What to work on ▸
Reproduce each of the lines word for word.

**********

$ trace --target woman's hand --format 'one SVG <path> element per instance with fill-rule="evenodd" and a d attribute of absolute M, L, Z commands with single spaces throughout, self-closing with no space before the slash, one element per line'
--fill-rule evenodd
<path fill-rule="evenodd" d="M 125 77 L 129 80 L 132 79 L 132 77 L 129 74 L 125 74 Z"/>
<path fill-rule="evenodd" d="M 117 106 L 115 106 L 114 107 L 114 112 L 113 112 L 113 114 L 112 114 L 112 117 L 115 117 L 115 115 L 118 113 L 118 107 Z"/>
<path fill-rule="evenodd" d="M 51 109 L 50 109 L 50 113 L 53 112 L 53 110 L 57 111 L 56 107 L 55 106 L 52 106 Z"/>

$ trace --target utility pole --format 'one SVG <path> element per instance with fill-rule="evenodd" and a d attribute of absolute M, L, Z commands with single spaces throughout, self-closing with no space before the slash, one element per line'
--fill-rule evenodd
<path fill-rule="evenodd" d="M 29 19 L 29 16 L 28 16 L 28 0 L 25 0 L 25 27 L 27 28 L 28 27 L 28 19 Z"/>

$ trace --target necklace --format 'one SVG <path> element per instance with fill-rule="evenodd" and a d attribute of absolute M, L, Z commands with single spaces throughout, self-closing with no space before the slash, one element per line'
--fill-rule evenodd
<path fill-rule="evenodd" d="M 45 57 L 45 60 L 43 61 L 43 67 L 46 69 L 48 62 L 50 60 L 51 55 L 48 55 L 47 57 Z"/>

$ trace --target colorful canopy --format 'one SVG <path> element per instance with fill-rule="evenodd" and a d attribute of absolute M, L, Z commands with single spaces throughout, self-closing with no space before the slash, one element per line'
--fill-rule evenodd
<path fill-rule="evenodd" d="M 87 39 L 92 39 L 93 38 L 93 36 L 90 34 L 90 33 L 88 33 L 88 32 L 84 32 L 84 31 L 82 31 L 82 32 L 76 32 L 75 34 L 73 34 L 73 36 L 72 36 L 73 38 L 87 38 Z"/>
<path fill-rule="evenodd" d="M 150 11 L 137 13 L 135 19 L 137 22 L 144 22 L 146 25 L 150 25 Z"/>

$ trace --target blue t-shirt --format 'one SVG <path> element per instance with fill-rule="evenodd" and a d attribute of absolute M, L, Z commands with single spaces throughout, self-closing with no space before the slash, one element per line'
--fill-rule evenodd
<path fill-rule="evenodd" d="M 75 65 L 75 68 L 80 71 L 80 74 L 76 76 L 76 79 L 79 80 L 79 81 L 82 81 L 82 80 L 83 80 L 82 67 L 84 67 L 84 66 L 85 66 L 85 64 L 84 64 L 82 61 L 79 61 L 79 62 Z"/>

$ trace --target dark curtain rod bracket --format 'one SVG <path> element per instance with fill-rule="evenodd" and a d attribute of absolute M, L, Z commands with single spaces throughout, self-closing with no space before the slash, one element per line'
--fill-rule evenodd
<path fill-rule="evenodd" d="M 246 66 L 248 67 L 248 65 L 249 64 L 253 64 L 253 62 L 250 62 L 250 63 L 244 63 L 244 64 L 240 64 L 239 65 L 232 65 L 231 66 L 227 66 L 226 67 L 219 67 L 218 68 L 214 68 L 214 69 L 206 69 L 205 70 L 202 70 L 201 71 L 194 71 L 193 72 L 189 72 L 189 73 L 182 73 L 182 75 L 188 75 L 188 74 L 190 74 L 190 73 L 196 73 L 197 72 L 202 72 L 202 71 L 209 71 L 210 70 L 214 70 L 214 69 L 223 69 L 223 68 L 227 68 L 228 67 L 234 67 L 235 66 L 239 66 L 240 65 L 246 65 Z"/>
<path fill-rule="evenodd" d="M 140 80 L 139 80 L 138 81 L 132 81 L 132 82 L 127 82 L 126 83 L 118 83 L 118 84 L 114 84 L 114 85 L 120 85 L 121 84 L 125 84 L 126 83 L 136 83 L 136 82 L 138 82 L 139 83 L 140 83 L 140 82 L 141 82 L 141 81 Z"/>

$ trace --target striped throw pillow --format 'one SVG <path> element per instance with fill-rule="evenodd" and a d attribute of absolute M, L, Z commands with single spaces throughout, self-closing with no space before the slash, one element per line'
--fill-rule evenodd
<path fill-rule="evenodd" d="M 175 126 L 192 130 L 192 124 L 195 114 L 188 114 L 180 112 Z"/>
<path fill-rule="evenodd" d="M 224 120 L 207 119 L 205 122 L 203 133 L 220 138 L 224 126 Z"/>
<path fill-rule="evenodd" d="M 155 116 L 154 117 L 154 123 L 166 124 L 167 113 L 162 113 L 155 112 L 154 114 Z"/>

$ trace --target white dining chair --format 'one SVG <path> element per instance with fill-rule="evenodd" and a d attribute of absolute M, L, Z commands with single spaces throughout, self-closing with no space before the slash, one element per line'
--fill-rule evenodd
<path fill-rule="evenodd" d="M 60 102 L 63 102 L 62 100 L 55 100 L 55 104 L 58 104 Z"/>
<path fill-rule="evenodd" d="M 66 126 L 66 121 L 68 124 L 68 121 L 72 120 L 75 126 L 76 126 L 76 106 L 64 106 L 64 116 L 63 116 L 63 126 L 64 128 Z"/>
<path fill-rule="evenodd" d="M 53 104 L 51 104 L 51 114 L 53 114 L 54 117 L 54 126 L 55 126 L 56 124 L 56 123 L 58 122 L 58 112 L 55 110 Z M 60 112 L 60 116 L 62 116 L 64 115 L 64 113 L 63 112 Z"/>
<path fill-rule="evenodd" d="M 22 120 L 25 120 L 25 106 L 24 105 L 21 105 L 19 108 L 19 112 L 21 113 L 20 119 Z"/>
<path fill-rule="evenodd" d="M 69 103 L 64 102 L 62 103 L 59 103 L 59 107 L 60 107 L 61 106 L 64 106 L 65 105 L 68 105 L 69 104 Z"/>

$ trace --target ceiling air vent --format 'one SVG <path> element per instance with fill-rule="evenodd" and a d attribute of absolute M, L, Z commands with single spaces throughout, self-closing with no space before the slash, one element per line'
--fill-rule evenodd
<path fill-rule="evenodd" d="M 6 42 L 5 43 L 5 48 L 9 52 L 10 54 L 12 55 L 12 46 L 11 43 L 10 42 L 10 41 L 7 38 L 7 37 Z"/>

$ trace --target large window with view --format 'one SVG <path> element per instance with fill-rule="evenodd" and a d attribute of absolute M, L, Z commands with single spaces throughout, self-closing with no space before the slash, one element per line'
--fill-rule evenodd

**********

Solution to the exercise ▸
$ trace --target woman's hand --format 'one SVG <path> element per instance with fill-rule="evenodd" and a d attribute of absolute M, L, Z commands with single spaces throughout, self-closing with no space before the slash, one element per line'
--fill-rule evenodd
<path fill-rule="evenodd" d="M 125 77 L 129 80 L 132 79 L 132 77 L 129 74 L 125 74 Z"/>
<path fill-rule="evenodd" d="M 117 106 L 115 106 L 114 107 L 114 112 L 113 112 L 113 114 L 112 114 L 112 117 L 115 117 L 115 115 L 118 113 L 118 107 Z"/>
<path fill-rule="evenodd" d="M 51 109 L 50 109 L 50 113 L 53 112 L 53 110 L 57 111 L 56 107 L 55 106 L 52 106 Z"/>

$ trace --target utility pole --format 'one SVG <path> element per instance with fill-rule="evenodd" and a d attribute of absolute M, L, Z commands with single spaces throughout, self-closing with no space before the slash, one element per line'
--fill-rule evenodd
<path fill-rule="evenodd" d="M 29 19 L 29 16 L 28 16 L 28 0 L 25 0 L 25 27 L 27 28 L 28 27 L 28 19 Z"/>

$ trace --target necklace --format 'one SVG <path> element per instance with fill-rule="evenodd" and a d attribute of absolute M, L, Z commands with single spaces throughout, self-closing with no space before the slash, one element per line'
--fill-rule evenodd
<path fill-rule="evenodd" d="M 45 57 L 45 60 L 43 61 L 43 67 L 46 69 L 48 62 L 50 60 L 51 55 L 48 55 L 47 57 Z"/>

$ trace --target colorful canopy --format 'one SVG <path> element per instance with fill-rule="evenodd" and a d attribute of absolute M, L, Z commands with single spaces throughout, self-closing with no space before the slash, one element per line'
--fill-rule evenodd
<path fill-rule="evenodd" d="M 87 39 L 92 39 L 93 38 L 93 36 L 90 34 L 90 33 L 88 33 L 88 32 L 84 32 L 84 31 L 82 31 L 82 32 L 76 32 L 75 34 L 73 34 L 73 36 L 72 36 L 73 38 L 87 38 Z"/>
<path fill-rule="evenodd" d="M 150 11 L 137 13 L 135 19 L 137 22 L 144 22 L 146 25 L 150 25 Z"/>

$ trace --target blue t-shirt --format 'one SVG <path> element per instance with fill-rule="evenodd" and a d attribute of absolute M, L, Z commands with single spaces throughout, self-closing with no space before the slash, one element per line'
--fill-rule evenodd
<path fill-rule="evenodd" d="M 75 65 L 75 68 L 80 71 L 80 74 L 76 76 L 76 79 L 79 80 L 79 81 L 82 81 L 82 80 L 83 80 L 82 67 L 84 67 L 84 66 L 85 66 L 85 64 L 84 64 L 82 61 L 79 61 L 79 62 Z"/>

$ trace --target dark curtain rod bracket --format 'one SVG <path> element per instance with fill-rule="evenodd" and a d attribute of absolute M, L, Z commands with single spaces throughout, self-closing with no space before the slash, one element per line'
--fill-rule evenodd
<path fill-rule="evenodd" d="M 246 66 L 248 67 L 248 65 L 249 64 L 253 64 L 253 62 L 250 62 L 250 63 L 244 63 L 244 64 L 240 64 L 239 65 L 232 65 L 231 66 L 227 66 L 226 67 L 219 67 L 218 68 L 214 68 L 214 69 L 206 69 L 205 70 L 202 70 L 201 71 L 194 71 L 193 72 L 189 72 L 189 73 L 182 73 L 182 75 L 188 75 L 188 74 L 190 74 L 190 73 L 196 73 L 197 72 L 202 72 L 202 71 L 209 71 L 210 70 L 214 70 L 214 69 L 223 69 L 223 68 L 227 68 L 228 67 L 234 67 L 235 66 L 239 66 L 240 65 L 246 65 Z"/>
<path fill-rule="evenodd" d="M 140 80 L 139 80 L 138 81 L 132 81 L 132 82 L 127 82 L 126 83 L 118 83 L 118 84 L 114 84 L 114 85 L 120 85 L 121 84 L 125 84 L 126 83 L 136 83 L 136 82 L 138 82 L 139 83 L 140 83 L 140 82 L 141 82 L 141 81 Z"/>

$ trace --target striped throw pillow --format 'one SVG <path> element per instance with fill-rule="evenodd" and a d attribute of absolute M, L, Z commands with single spaces throughout, self-closing with no space before the slash, one element per line'
--fill-rule evenodd
<path fill-rule="evenodd" d="M 175 126 L 192 130 L 192 124 L 195 114 L 188 114 L 180 112 Z"/>
<path fill-rule="evenodd" d="M 224 120 L 207 119 L 205 122 L 203 133 L 220 138 L 224 126 Z"/>
<path fill-rule="evenodd" d="M 155 116 L 154 117 L 154 123 L 166 124 L 167 113 L 162 113 L 155 112 L 154 114 Z"/>

$ trace --target white dining chair --format 'one SVG <path> element per instance with fill-rule="evenodd" and a d attribute of absolute M, L, Z commands with single spaces throughout, self-closing with no space before the slash, one element per line'
--fill-rule evenodd
<path fill-rule="evenodd" d="M 60 102 L 63 102 L 62 100 L 55 100 L 55 104 L 58 104 Z"/>
<path fill-rule="evenodd" d="M 66 126 L 66 121 L 68 124 L 68 121 L 72 120 L 75 126 L 76 126 L 76 106 L 64 106 L 64 116 L 63 116 L 63 126 L 64 128 Z"/>
<path fill-rule="evenodd" d="M 53 104 L 51 104 L 51 114 L 53 114 L 54 117 L 54 126 L 55 126 L 56 124 L 56 123 L 58 122 L 58 112 L 55 110 Z M 60 112 L 60 116 L 62 116 L 64 115 L 64 113 L 63 112 Z"/>
<path fill-rule="evenodd" d="M 22 120 L 25 120 L 25 106 L 24 105 L 21 105 L 19 108 L 19 112 L 21 113 L 20 119 Z"/>
<path fill-rule="evenodd" d="M 69 103 L 64 102 L 62 103 L 59 103 L 59 107 L 60 107 L 61 106 L 64 106 L 65 105 L 68 105 L 69 104 Z"/>

$ trace --target ceiling air vent --format 'one SVG <path> element per instance with fill-rule="evenodd" and a d attribute of absolute M, L, Z commands with single spaces throughout, self-closing with no space before the slash, one element per line'
--fill-rule evenodd
<path fill-rule="evenodd" d="M 6 42 L 5 43 L 5 48 L 9 52 L 10 54 L 12 55 L 12 46 L 11 43 L 10 42 L 10 41 L 7 38 L 7 37 Z"/>

$ trace --target large window with view --format 'one SVG <path> element per instance with fill-rule="evenodd" and a d attribute of absolute M, L, Z commands with single spaces throughout, self-closing with no space before the slash, one element per line'
--fill-rule evenodd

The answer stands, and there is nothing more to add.